--- GIVEN DATA ---

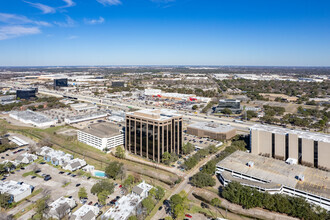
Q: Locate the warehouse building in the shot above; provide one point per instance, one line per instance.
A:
(212, 130)
(232, 104)
(151, 132)
(102, 136)
(86, 117)
(308, 148)
(275, 176)
(35, 118)
(26, 93)
(16, 190)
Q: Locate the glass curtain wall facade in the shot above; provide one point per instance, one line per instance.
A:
(151, 138)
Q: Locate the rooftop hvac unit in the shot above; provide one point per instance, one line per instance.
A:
(250, 164)
(301, 177)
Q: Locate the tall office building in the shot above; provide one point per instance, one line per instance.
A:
(151, 132)
(307, 148)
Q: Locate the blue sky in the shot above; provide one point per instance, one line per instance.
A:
(164, 32)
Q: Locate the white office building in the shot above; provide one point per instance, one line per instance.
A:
(102, 136)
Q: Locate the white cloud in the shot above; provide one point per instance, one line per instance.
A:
(69, 3)
(163, 1)
(109, 2)
(100, 20)
(72, 37)
(7, 32)
(69, 22)
(20, 19)
(44, 8)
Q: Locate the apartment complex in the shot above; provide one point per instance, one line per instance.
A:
(151, 132)
(311, 149)
(102, 136)
(212, 130)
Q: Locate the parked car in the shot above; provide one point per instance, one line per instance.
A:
(188, 215)
(47, 177)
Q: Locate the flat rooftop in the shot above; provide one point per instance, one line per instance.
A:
(278, 172)
(103, 130)
(212, 127)
(35, 117)
(155, 114)
(301, 134)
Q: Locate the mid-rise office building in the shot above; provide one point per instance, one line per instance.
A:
(308, 148)
(151, 132)
(102, 136)
(26, 93)
(232, 104)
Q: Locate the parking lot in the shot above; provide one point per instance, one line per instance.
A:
(198, 141)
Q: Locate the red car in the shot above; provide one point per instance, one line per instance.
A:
(188, 215)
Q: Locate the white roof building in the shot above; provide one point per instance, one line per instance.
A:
(126, 205)
(60, 208)
(26, 158)
(17, 190)
(74, 164)
(86, 212)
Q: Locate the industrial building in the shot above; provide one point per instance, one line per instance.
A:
(26, 93)
(63, 82)
(35, 118)
(16, 190)
(232, 104)
(102, 136)
(151, 132)
(116, 84)
(308, 148)
(212, 130)
(276, 176)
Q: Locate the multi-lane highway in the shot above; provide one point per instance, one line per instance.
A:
(240, 126)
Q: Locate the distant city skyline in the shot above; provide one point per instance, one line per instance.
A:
(164, 32)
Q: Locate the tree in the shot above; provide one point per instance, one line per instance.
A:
(114, 169)
(102, 196)
(129, 181)
(120, 152)
(216, 202)
(178, 211)
(187, 148)
(202, 180)
(82, 193)
(5, 200)
(101, 186)
(166, 158)
(148, 204)
(226, 111)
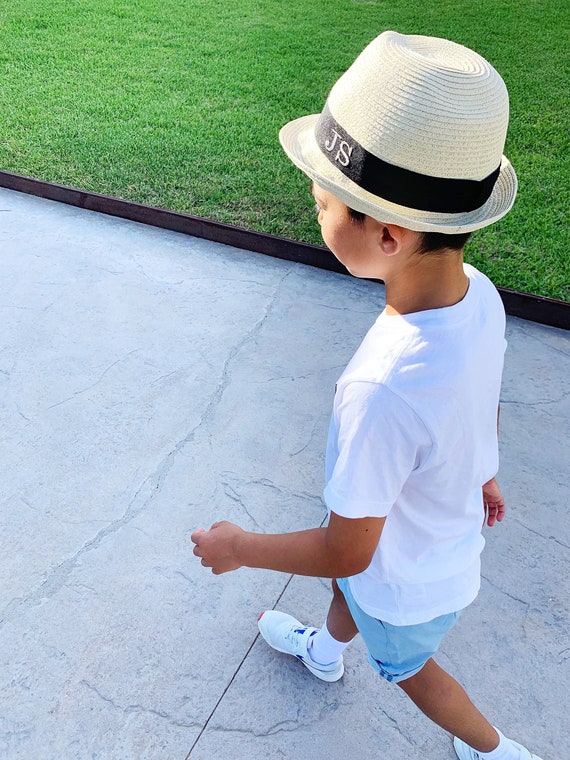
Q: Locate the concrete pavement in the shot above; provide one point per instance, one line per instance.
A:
(152, 383)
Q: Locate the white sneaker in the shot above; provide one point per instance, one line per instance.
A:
(465, 752)
(285, 634)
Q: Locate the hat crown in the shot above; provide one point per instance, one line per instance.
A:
(424, 104)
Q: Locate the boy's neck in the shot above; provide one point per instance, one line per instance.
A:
(428, 281)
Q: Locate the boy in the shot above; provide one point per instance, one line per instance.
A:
(406, 160)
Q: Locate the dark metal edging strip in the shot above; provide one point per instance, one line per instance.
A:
(546, 311)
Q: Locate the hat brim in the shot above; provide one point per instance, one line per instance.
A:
(298, 141)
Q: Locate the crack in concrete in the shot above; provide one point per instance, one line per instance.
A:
(506, 593)
(558, 400)
(152, 485)
(128, 709)
(541, 535)
(93, 385)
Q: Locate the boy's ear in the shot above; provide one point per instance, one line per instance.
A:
(393, 238)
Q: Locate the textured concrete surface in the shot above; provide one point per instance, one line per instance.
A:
(151, 383)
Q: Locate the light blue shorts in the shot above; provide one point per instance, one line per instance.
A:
(397, 652)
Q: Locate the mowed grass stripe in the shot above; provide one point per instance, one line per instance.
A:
(178, 104)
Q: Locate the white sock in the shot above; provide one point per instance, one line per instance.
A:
(324, 649)
(507, 750)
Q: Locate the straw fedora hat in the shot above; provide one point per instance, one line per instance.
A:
(412, 134)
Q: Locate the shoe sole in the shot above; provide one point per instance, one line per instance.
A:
(464, 751)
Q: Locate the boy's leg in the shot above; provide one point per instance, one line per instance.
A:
(442, 699)
(340, 624)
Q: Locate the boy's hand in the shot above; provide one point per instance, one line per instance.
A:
(493, 503)
(218, 546)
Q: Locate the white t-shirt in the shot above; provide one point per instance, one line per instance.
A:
(413, 437)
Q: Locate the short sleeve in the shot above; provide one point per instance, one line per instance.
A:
(375, 442)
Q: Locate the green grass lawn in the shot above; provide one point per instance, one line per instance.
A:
(177, 103)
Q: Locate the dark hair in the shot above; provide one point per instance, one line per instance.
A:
(429, 241)
(436, 241)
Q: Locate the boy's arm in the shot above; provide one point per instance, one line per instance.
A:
(345, 547)
(493, 501)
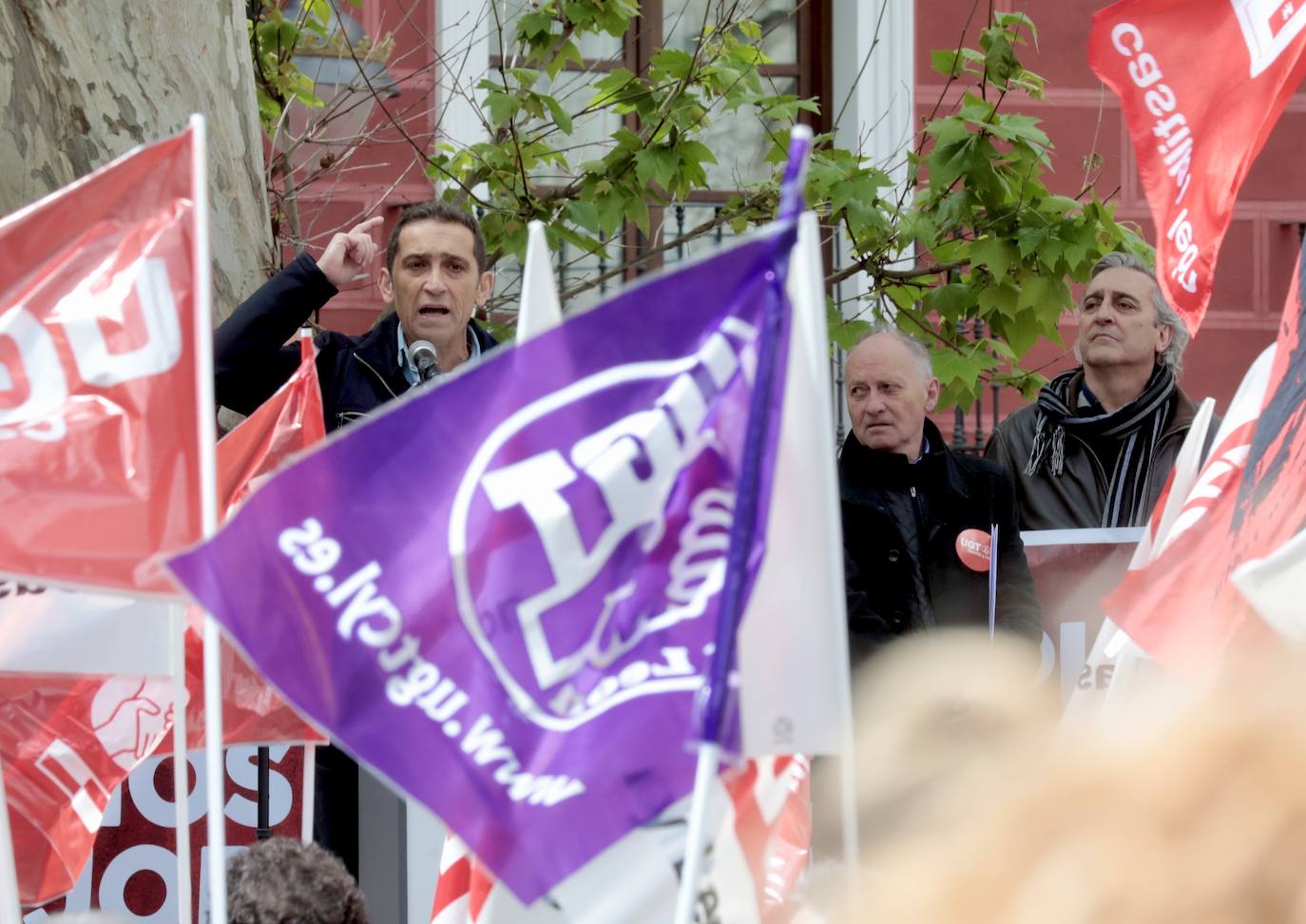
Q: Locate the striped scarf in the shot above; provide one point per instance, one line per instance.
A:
(1139, 425)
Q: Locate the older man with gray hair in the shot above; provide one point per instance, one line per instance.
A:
(1097, 447)
(918, 520)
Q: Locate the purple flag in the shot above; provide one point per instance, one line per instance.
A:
(503, 593)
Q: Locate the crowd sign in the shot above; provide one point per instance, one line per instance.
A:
(1072, 570)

---

The entries are to be written out again exactly, though without any images.

Q: Locate the warehouse building in the shot above; provide one point per instance, one line per instance.
A:
(212, 130)
(232, 104)
(151, 132)
(102, 136)
(86, 117)
(308, 148)
(275, 176)
(35, 118)
(26, 93)
(16, 190)
Q: Locate the glass curtain wall facade in the shot above; provide one point per instance, one line per instance.
A:
(151, 138)
Q: Locate the rooftop hvac unit in the shot above; provide one point per instance, one line per instance.
A:
(250, 164)
(301, 177)
Q: Locate the tall office building in the shot above; provide one point per instance, one line per instance.
A:
(151, 132)
(307, 148)
Q: Locate the blue sky in the shot above; provide one point per instance, one line per instance.
A:
(164, 32)
Q: Locate the white office building in the shot above; provide one point per instance, one line per instance.
A:
(102, 136)
Q: Locate the white cloud in the shot above; provide one point per instance, one line per instance.
A:
(69, 3)
(163, 1)
(109, 2)
(100, 20)
(72, 37)
(7, 32)
(69, 22)
(20, 19)
(44, 8)
Q: Locate the apartment complex in the shot above; provide one point per instance, one line per instance.
A:
(151, 132)
(311, 149)
(102, 136)
(212, 130)
Q: Locate the parked car in the shot above; provide one point per instance, one line per instance.
A:
(188, 215)
(47, 177)
Q: Locate the flat rooftop in the shot above; provide one point per instance, one line per instance.
A:
(278, 172)
(103, 130)
(212, 127)
(35, 117)
(155, 114)
(301, 134)
Q: Locate the mid-rise office building in the shot above; provide one point per instance, one line per instance.
A:
(308, 148)
(151, 132)
(102, 136)
(26, 93)
(232, 104)
Q: Locate the parking lot in the shot above; provide one point per instance, one line per instance.
A:
(198, 141)
Q: Locate the red car in the shot above; provide one point per instance, one line per instance.
A:
(188, 215)
Q: Locate the white roof building in the shot above; provide one point per instance, one line per instance.
A:
(126, 205)
(60, 208)
(26, 158)
(17, 190)
(74, 164)
(86, 212)
Q: Locate the industrial building in the shot above; provide one point per instance, one line per instance.
A:
(26, 93)
(63, 82)
(35, 118)
(16, 190)
(232, 104)
(102, 136)
(151, 132)
(116, 84)
(308, 148)
(212, 130)
(276, 176)
Q: Locate the multi-lane highway in the shot above; provide one point per instance, one line per instance.
A:
(240, 126)
Q: Locate the distant city skyline in the shot above; provide one point per instance, one line per instance.
A:
(164, 32)
Q: Locate the tree in the shot above; provide one point per instance, one line per instance.
A:
(114, 169)
(102, 196)
(129, 181)
(120, 152)
(216, 202)
(178, 211)
(187, 148)
(202, 180)
(82, 193)
(5, 200)
(101, 186)
(166, 158)
(148, 204)
(226, 111)
Q: Locate the concrete pavement in the shot above; provide one point per instance, one line per instance.
A:
(152, 383)
Q: Locate the white sneaker in the shot above; provide one point per instance, one line per instance.
A:
(465, 752)
(285, 634)
Q: Locate the hat crown in the shot above; provide one point per instance, one line per instance.
A:
(424, 104)
Q: Locate the boy's neck in the shot above; provide one point per instance, one line per instance.
A:
(428, 281)
Q: Locate the boy in the shot above; provide one point per instance, one line per instance.
A:
(406, 160)
Q: Locate the dark metal edging strip in the shot above; provide one point per instance, one line per instance.
A:
(546, 311)
Q: Locate the hat brim in the shot above; provide one point per instance, one line per instance.
A:
(298, 141)
Q: Locate the crack in concrete in the shot above; provide one point per instance, one line per instance.
A:
(506, 593)
(558, 400)
(152, 485)
(128, 709)
(541, 535)
(93, 385)
Q: Locate the boy's ear in the shot above; provide one point per instance, one line per instance.
A:
(393, 238)
Q: Locate the textured concrete surface in the shot above; provide one point per instance, one line per instance.
A:
(151, 383)
Q: Locate the light blue shorts in the shot above; provide one point per instance, one line per instance.
A:
(397, 652)
Q: Locate the mowed grass stripe in the shot above; provide one point per instance, one line per instance.
A:
(178, 104)
Q: Locate the white sock in the shot above; provide one point per instance, one line per instance.
A:
(324, 649)
(507, 750)
Q: Locate the straw fedora hat in the shot above; provide one point per instance, one line per instance.
A:
(412, 134)
Q: Locate the shoe sole in the shot above; provide one point per instance, one line per instance.
A:
(464, 751)
Q: Locate the boy's leg in the shot above; provide one point per instance, one line per instance.
A:
(442, 699)
(340, 624)
Q: Locate the boy's hand in the shot above; provide one point per instance, one line per instance.
A:
(493, 503)
(218, 546)
Q: Locate the white t-shirt in the shot above; provide one point per instance, one line per instance.
A:
(413, 437)
Q: Locate the short sleeve in the shot above; provide one point per instance, one line per instance.
A:
(375, 442)
Q: Locate the green grass lawn in the shot above; provide one point per instance, one line per instance.
A:
(177, 103)
Q: Locate the dark hair in the shot above; provide one point per instance, one line per instance.
A:
(429, 241)
(436, 241)
Q: Locate the boy's arm in the shot above; provide one point per instance, one line per instance.
A:
(345, 547)
(493, 501)
Q: Locate the striped scarf in the shot above; provide one point per instance, one line per instance.
A:
(1139, 425)
Q: Locate the older man with gray hair in the shot above; provide one point per instance, one line per instance.
A:
(1097, 447)
(918, 520)
Q: Locate the purple flag in the shot above; provide one point per instance, one line per instance.
A:
(503, 593)
Q: Locate the crowd sign in the shot above; provide one point per instance, one line per instance.
A:
(1072, 570)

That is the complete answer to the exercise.